→ Excerpt to read:
Wavelet transform of the AP percentages of the Gulf of Gaeta pollen record. The data were previously detrended and smoothed (a) using PAST 3.1 software program64. The wavelet transform was performed using the on-line interactive wavelet plot of the University of Colorado (http://paos.colorado.edu/research/wavelets/). The dashed lines shown by the Wavelet Power Spectrum (b) and Global Wavelet (c) graphs mark the 99% significance level of the variance. The black solid line in the Wavelet Power Spectrum (b) indicates the cone of influence.

Discussion

Periodicity

The millennial scale periodicity centred at ca. 1860-yr, detected by the statistical analyses of the Gaeta AP frequencies, is consistent with the ca. 1800-yr cycle recognized in several palaeoclimate and palaeoenvironmental records around the world (e.g.7,21,22,23). An 1823-yr cycle, originating from extreme oceanic tides associated with orbital coincidences, was held responsible for cooling at the sea surface by increasing vertical mixing in the oceans, so modulating global climate24. It would influence both the Ice-Rafted Debris (IRD) events, whose spectral analysis shows a high-power density in a broad band centred at about 1800 years1, and the climate events corresponding to the collapse of the Akkadian civilization (4.2 ka cal BP) and the LIA24. However, the global climatic implications of the tidal forcing have not been widely accepted25.

→ Dataset extract:
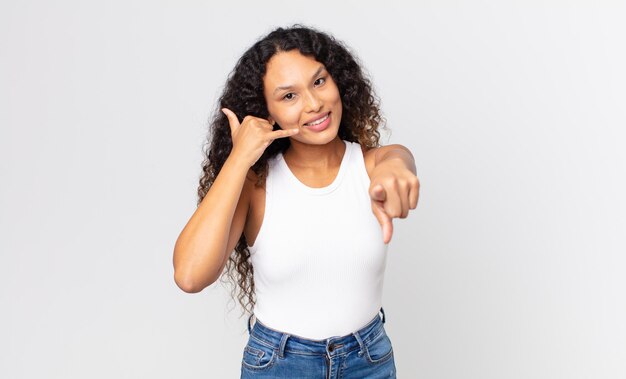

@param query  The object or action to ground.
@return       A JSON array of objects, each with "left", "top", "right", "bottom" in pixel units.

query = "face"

→ Exercises to complete:
a - In the passage on the Gulf of Gaeta pollen record, rewrite the paragraph beginning "The millennial scale periodicity centred at ca. 1860-yr" as a bulleted list that keeps its main facts.
b - According to the passage on the Gulf of Gaeta pollen record, how would the 1823-year cycle cool the sea surface? Answer in one to three sentences.
c - Pick up the passage on the Gulf of Gaeta pollen record right after its final sentence and continue it.

→ Answers for this exercise:
a -
- Statistical analyses of the Gaeta AP frequencies show a millennial-scale periodicity centered at about 1860 years.
- This matches the roughly 1800-year cycle found in several palaeoclimate and palaeoenvironmental records around the world.
- An 1823-year cycle, caused by extreme oceanic tides linked to orbital coincidences, was held responsible for cooling the sea surface. The tides increased vertical mixing in the oceans and so modulated global climate.
- This cycle would influence Ice-Rafted Debris (IRD) events, whose spectral analysis shows high power density in a broad band centered near 1800 years.
- It would also influence the climate events tied to the collapse of the Akkadian civilization (4.2 ka cal BP) and to the LIA.
- The global climatic implications of this tidal forcing have not been widely accepted.

b - The 1823-year cycle comes from extreme oceanic tides associated with orbital coincidences. These tides increase vertical mixing in the oceans, which cools the sea surface and in turn modulates global climate.

c -
Other authors have found a quasi-periodic ~1800-yr cycle. Debret et al.7 found statistically strong periodicities centred at 1700 and 1800 years, accompanied by periodicities of 1400 and 1500 years, in several paleoclimate records from the North Atlantic region during the last 6000 years, following the establishment of a cyclical internal oceanic forcing influenced by the Thermohaline Circulation (THC). Soon et al.22, through a cross-wavelet analysis applied to three main solar activity proxy time series (nitrate concentration, 10Be and 14C) show a strongly modulated and time-dependent signal for a ~1800-yr climate cycle (1885 years), together with a climate cycle of 1500-yr. The authors suggest that these cyclicities may correspond to fundamental solar modes influencing the global climate and producing an internal threshold response of the global THC to solar forcing. In the Mediterranean Basin, a direct counterpart of the periodicity found in the Gaeta pollen record is represented by the 1750-yr cycle (1740 ± 80 years) found by Fletcher et al.9 in recurrent episodes of forest declines in the MD95-2043 core from the Alboran Sea during the last 6000 years (Fig. 5).

Figure 5
figure 5

Palaeoclimate proxy records from the south-western Mediterranean, south-central Mediterranean, North Atlantic/Northern Europe, and NAO index. Hachlaf: Arboreal Pollen record28; Sidi Ali: detrended values [3rd order polynomial] of carbonate data23; W Iberia: cumulative probability density plots of radiocarbon dates from floods and extreme fluvial event units27; MD95-2043: temperate and Mediterranean forest record, with three-point running mean in red9; Bandpass filter applied to the MD95-2043 (1750-yr filter) and Gulf of Gaeta (1860-yr filter) pollen records; Gulf of Gaeta (SW104_C5-C5): Arboreal Pollen record, with three-point running mean in blue6,20; Biviere di Gela: Arboreal Pollen record, with three-point running mean in bold35; Urgo Pietra Giordano: Arboreal Pollen record36; Gorgo Basso: Arboreal Pollen record34; Lake Trifoglietti: Arboreal Pollen record37; Tunisia: cumulative probability density plots of radiocarbon dates from floods and extreme fluvial event units27; core RAPiD-12-1K: upper ocean density stratification proxy43, with three-point running mean in bold; Hólmsá (Iceland): loess grain size record41; NAO index calculated from Lake SS1220, Greenland11; NAO index calculated from Uamh an Tartair, NW Scotland32; NAO index calculated from Grotte de Piste, Morocco33. Yellow bands correspond to generally arid time intervals; blue bands indicate wet periods.

The similarity of the periodicity found by Debret et al.7 and Fletcher et al.9 with the Gaeta record suggest the existence of common forcing influencing climate variability in the North Atlantic and western to central Mediterranean areas.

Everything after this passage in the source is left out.